◆ GIVEN INFORMATION
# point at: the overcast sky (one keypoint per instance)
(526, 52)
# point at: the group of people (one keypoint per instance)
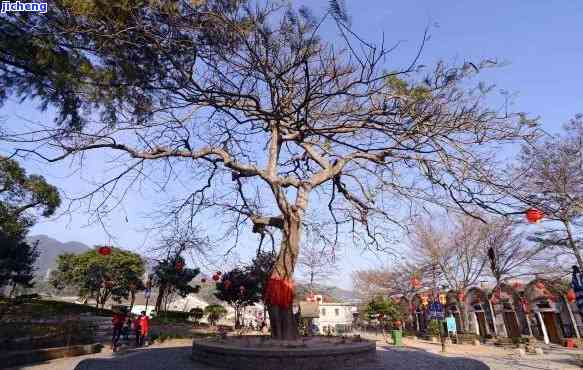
(124, 322)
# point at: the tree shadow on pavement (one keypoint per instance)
(174, 358)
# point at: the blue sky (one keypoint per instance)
(541, 40)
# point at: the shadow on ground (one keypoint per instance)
(179, 358)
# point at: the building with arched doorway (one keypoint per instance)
(479, 312)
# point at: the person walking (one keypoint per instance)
(137, 330)
(144, 326)
(118, 321)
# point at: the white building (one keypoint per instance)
(335, 316)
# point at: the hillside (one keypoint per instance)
(49, 249)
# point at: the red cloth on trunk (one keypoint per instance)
(144, 323)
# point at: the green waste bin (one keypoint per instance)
(397, 337)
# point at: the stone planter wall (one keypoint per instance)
(339, 356)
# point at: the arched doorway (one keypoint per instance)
(478, 312)
(543, 300)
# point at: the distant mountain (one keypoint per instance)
(49, 249)
(329, 292)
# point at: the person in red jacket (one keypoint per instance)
(144, 326)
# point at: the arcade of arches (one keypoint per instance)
(539, 308)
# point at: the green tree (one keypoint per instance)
(97, 276)
(214, 312)
(239, 288)
(196, 313)
(383, 309)
(287, 116)
(17, 258)
(170, 276)
(20, 194)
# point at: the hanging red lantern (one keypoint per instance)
(461, 296)
(415, 283)
(571, 296)
(179, 265)
(534, 215)
(104, 250)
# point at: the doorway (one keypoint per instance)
(481, 317)
(511, 324)
(552, 327)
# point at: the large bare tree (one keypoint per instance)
(549, 176)
(269, 125)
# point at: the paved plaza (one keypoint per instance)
(415, 354)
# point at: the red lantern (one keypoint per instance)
(461, 296)
(104, 250)
(571, 296)
(534, 215)
(524, 304)
(179, 265)
(415, 283)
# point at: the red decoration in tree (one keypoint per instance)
(279, 291)
(104, 250)
(415, 283)
(534, 215)
(524, 304)
(571, 296)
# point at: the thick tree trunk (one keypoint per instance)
(159, 299)
(573, 245)
(283, 324)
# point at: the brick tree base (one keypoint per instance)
(259, 353)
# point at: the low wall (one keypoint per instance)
(12, 359)
(336, 356)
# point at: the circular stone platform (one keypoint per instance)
(263, 353)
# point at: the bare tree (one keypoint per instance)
(549, 176)
(278, 118)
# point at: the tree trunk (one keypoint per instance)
(133, 293)
(283, 325)
(159, 299)
(572, 244)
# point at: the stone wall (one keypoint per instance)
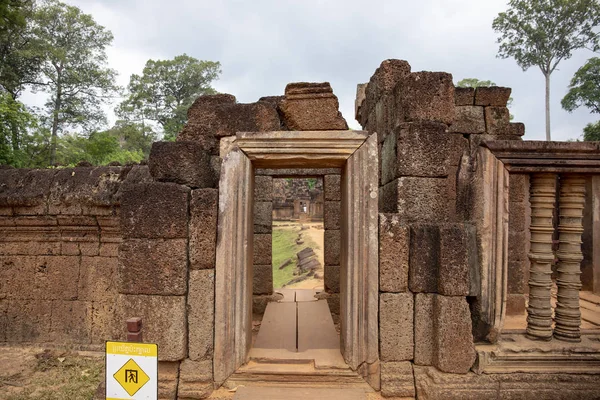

◆ SET PROBLEM
Start at the line that contains "# point at: the low" and continue through the last line, rewriting every line, requests included, with each point shifted by adding 66 to both of its coordinates. Leave the pictures out.

◆ SOLUTION TO THE PROBLEM
# point at: the low wall (one keypoint per instance)
(78, 425)
(402, 422)
# point at: the circular stone platform (one keypoint per instance)
(329, 419)
# point at: the bare tree (one keypoint per instance)
(615, 242)
(344, 184)
# point at: the tree trunk (one keypoint per instance)
(199, 359)
(349, 391)
(225, 365)
(638, 310)
# point at: the stone wall (one keypoint per instance)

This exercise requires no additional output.